■ Source material ■
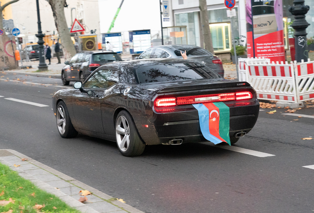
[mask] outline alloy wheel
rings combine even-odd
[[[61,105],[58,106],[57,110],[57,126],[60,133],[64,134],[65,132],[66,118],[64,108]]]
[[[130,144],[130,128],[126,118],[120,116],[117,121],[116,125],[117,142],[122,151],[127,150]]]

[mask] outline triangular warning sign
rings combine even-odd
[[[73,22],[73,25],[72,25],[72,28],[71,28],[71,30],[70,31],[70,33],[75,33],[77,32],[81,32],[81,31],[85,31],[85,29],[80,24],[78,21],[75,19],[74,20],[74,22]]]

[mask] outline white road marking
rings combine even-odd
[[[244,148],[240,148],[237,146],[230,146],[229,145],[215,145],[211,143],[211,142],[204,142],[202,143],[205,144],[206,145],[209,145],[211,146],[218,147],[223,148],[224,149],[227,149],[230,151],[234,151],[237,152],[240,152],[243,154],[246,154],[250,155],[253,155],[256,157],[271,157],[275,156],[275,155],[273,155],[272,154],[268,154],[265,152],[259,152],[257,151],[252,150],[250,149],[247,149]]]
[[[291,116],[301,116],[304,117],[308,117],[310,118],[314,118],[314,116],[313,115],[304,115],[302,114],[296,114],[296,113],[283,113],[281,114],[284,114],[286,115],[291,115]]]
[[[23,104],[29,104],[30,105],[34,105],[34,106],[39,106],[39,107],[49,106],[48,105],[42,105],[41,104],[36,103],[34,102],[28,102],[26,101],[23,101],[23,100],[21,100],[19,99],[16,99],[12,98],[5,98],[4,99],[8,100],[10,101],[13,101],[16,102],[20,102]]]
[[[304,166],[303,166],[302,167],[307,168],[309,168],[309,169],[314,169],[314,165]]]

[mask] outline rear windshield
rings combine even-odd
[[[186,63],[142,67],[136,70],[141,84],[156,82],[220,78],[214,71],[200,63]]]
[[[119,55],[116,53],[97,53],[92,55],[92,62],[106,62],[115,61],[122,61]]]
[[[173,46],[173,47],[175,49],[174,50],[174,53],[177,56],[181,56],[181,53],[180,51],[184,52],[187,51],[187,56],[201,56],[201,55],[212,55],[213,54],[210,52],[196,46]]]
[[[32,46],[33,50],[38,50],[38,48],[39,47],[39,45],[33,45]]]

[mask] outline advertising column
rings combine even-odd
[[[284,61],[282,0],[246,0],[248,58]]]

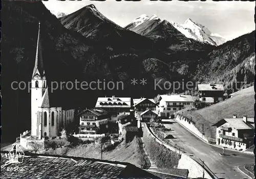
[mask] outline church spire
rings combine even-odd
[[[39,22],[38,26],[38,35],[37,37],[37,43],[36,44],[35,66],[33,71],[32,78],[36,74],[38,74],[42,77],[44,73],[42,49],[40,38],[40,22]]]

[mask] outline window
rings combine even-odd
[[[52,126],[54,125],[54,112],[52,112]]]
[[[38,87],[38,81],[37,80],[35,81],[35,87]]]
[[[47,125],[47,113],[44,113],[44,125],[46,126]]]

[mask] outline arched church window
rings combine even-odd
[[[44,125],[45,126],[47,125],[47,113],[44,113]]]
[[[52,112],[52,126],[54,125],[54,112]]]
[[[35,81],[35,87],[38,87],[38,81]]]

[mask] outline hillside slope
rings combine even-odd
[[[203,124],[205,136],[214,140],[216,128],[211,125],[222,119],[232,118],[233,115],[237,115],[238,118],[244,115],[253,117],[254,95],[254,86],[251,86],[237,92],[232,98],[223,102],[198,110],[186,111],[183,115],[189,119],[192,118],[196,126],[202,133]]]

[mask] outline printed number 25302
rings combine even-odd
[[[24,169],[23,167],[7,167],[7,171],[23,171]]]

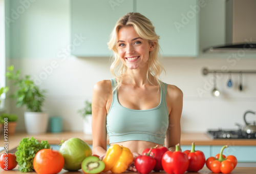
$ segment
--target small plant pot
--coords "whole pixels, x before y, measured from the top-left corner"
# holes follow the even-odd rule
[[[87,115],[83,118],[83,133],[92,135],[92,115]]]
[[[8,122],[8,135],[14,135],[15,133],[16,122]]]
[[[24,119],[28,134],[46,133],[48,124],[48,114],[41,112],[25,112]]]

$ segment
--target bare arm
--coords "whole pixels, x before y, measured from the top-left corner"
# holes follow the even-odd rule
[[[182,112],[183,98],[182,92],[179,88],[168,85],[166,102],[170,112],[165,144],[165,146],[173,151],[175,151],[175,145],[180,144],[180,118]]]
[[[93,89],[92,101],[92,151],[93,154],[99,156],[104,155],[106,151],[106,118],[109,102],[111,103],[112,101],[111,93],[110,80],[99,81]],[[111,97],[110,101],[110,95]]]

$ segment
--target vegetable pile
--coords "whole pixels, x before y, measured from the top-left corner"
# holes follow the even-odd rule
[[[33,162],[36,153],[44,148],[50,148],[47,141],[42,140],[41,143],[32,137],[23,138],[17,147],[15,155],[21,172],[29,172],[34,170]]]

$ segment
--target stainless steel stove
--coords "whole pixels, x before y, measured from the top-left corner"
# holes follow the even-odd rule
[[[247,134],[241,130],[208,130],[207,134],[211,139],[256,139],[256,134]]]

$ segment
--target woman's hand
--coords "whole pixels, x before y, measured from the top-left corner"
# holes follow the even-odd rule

■ What the exercise asks ■
Reproduce the entire listing above verbatim, line for line, and omit the pictures from your output.

■ Output of the task ■
[mask] outline alloy wheel
rings combine even-odd
[[[61,105],[58,106],[57,110],[57,126],[60,133],[64,134],[65,132],[66,118],[64,108]]]
[[[130,144],[130,128],[126,118],[120,116],[117,121],[116,125],[117,142],[122,151],[127,150]]]

[mask] outline triangular warning sign
rings combine even-odd
[[[73,22],[73,25],[72,25],[72,28],[71,28],[71,30],[70,31],[70,33],[75,33],[77,32],[81,32],[81,31],[85,31],[85,29],[80,24],[78,21],[75,19],[74,20],[74,22]]]

[mask] outline white road marking
rings combine even-odd
[[[244,148],[240,148],[237,146],[230,146],[229,145],[215,145],[211,143],[211,142],[204,142],[202,143],[205,144],[206,145],[209,145],[211,146],[218,147],[223,148],[224,149],[227,149],[230,151],[234,151],[237,152],[240,152],[243,154],[246,154],[250,155],[253,155],[256,157],[271,157],[275,156],[275,155],[273,155],[272,154],[268,154],[265,152],[259,152],[257,151],[252,150],[250,149],[247,149]]]
[[[291,116],[301,116],[304,117],[308,117],[310,118],[314,118],[314,116],[313,115],[304,115],[302,114],[296,114],[296,113],[283,113],[281,114],[284,114],[286,115],[291,115]]]
[[[23,104],[29,104],[30,105],[34,105],[34,106],[39,106],[39,107],[49,106],[48,105],[42,105],[41,104],[36,103],[34,102],[28,102],[26,101],[23,101],[23,100],[21,100],[19,99],[16,99],[12,98],[5,98],[4,99],[8,100],[10,101],[13,101],[16,102],[20,102]]]
[[[304,166],[303,166],[302,167],[307,168],[309,168],[309,169],[314,169],[314,165]]]

[mask] outline rear windshield
rings combine even-odd
[[[186,63],[142,67],[136,70],[141,84],[156,82],[220,78],[214,71],[200,63]]]
[[[119,55],[116,53],[97,53],[92,55],[92,62],[106,62],[115,61],[122,61]]]
[[[173,46],[173,47],[175,49],[174,50],[174,53],[177,56],[181,56],[181,53],[180,51],[184,52],[187,51],[187,56],[201,56],[201,55],[212,55],[213,54],[210,52],[196,46]]]
[[[32,46],[33,50],[38,50],[38,48],[39,47],[39,45],[33,45]]]

[mask] outline advertising column
rings combine even-odd
[[[284,61],[282,0],[246,0],[248,58]]]

[mask] outline church spire
rings combine even-odd
[[[39,22],[38,26],[38,35],[37,37],[37,43],[36,44],[35,66],[33,71],[32,78],[36,74],[38,74],[42,77],[44,73],[42,49],[40,38],[40,22]]]

[mask] outline window
rings combine even-odd
[[[52,126],[54,125],[54,112],[52,112]]]
[[[38,87],[38,81],[37,80],[35,81],[35,87]]]
[[[47,125],[47,113],[44,113],[44,125],[46,126]]]

[mask] outline arched church window
rings combine even-odd
[[[44,125],[45,126],[47,125],[47,113],[44,113]]]
[[[52,112],[52,126],[54,125],[54,112]]]
[[[35,81],[35,87],[38,87],[38,81]]]

[mask] outline hillside slope
rings combine even-odd
[[[203,124],[205,136],[214,140],[216,128],[211,125],[222,119],[232,118],[233,115],[237,115],[238,118],[244,115],[253,117],[254,95],[254,86],[251,86],[237,92],[232,98],[223,102],[198,110],[186,111],[183,115],[189,119],[192,118],[196,126],[202,133]]]

[mask] outline printed number 25302
rings combine even-odd
[[[24,169],[23,167],[7,167],[7,171],[23,171]]]

$ segment
--target small plant pot
--coords "whole pixels, x before y, measured from the top-left corner"
# holes follow the even-odd rule
[[[87,115],[83,118],[83,133],[92,135],[92,115]]]
[[[8,122],[8,135],[14,135],[15,133],[16,122]]]
[[[24,119],[28,134],[46,133],[48,124],[48,114],[41,112],[25,112]]]

$ segment
--target bare arm
--coords "whole pixels, x before y, measured from the top-left corner"
# holes follow the even-odd rule
[[[182,112],[183,98],[182,92],[179,88],[168,85],[166,102],[170,112],[165,144],[165,146],[173,151],[175,151],[175,145],[180,144],[180,118]]]
[[[93,89],[92,101],[92,151],[93,154],[99,156],[104,155],[106,151],[106,118],[109,102],[111,103],[112,101],[111,93],[110,80],[99,81]],[[111,97],[110,101],[110,95]]]

$ segment
--target vegetable pile
--coords "whole pixels, x before y, measured from the top-left corner"
# holes follow the even-odd rule
[[[33,162],[36,153],[44,148],[50,148],[47,141],[42,140],[41,143],[32,137],[23,138],[17,147],[15,155],[21,172],[29,172],[34,170]]]

$ segment
--target stainless steel stove
--coords "whole pixels, x before y, measured from the top-left corner"
# holes follow the even-odd rule
[[[247,134],[241,130],[208,130],[207,134],[211,139],[256,139],[256,134]]]

$ segment
--target woman's hand
--coords "whole pixels, x before y, measured from the top-left corner"
# holes follow the even-odd rule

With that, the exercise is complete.